SOAL: Salin ulang dengan tepat baris-baris mulai dari baris yang memuat "Where can the dirt" sampai baris yang memuat "<point>304,164</point>", kedua ujungnya ikut disalin.

DATA TERSEDIA:

::::::::

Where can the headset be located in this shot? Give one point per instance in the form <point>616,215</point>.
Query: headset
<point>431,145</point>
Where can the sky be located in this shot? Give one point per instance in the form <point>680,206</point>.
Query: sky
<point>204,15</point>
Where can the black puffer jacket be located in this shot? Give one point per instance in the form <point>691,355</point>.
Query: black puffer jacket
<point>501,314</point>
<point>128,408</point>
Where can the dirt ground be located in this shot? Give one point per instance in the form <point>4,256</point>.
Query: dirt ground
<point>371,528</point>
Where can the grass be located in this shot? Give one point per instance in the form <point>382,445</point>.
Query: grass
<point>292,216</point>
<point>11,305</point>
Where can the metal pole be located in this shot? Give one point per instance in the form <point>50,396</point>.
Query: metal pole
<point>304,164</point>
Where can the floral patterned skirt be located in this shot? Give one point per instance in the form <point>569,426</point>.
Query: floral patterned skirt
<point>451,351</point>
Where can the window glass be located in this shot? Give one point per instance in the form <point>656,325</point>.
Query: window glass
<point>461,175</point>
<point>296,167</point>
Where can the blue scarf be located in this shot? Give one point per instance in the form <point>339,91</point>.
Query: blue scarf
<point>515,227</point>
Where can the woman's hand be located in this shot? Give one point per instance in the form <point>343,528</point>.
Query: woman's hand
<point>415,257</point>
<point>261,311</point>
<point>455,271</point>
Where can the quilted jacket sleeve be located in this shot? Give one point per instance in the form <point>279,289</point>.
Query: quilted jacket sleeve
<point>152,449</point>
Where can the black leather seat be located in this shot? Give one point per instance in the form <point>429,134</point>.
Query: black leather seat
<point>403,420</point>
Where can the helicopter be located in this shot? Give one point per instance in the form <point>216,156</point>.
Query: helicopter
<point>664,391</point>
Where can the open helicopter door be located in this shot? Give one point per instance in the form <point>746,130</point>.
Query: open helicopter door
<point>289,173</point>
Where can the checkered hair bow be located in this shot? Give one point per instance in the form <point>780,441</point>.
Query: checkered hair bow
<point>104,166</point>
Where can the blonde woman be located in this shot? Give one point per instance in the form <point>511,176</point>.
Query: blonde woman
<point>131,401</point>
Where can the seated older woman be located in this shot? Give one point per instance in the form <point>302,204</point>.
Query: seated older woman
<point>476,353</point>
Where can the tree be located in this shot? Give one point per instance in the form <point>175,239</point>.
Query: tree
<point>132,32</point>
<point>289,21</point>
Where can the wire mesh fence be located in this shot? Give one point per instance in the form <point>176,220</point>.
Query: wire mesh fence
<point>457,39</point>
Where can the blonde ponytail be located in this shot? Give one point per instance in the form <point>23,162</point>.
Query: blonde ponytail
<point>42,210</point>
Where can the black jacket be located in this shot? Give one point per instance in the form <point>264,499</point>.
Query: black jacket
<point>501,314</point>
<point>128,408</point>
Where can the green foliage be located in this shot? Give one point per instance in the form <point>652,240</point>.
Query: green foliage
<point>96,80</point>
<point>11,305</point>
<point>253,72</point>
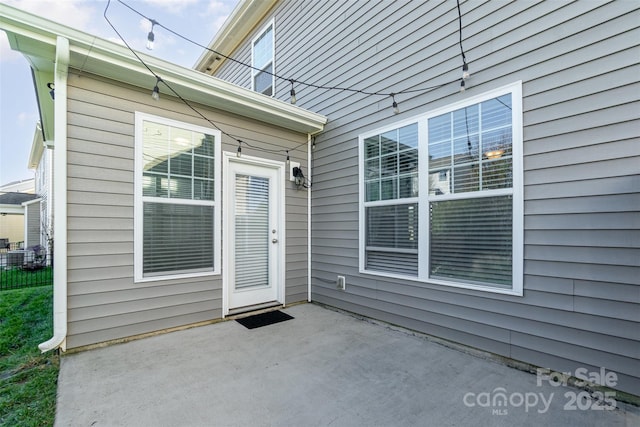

::::::::

HASIL LATIHAN:
Where can the dirt ground be located in this shot? Give one point per instance in the form <point>4,256</point>.
Query: dirt ground
<point>371,528</point>
Where can the grass be located in this shot? Give one point per instance in the form <point>382,445</point>.
Query: grass
<point>292,216</point>
<point>11,305</point>
Where can the metal pole be located in this shot? Give one point per instance in the form <point>50,396</point>.
Query: metal pole
<point>304,164</point>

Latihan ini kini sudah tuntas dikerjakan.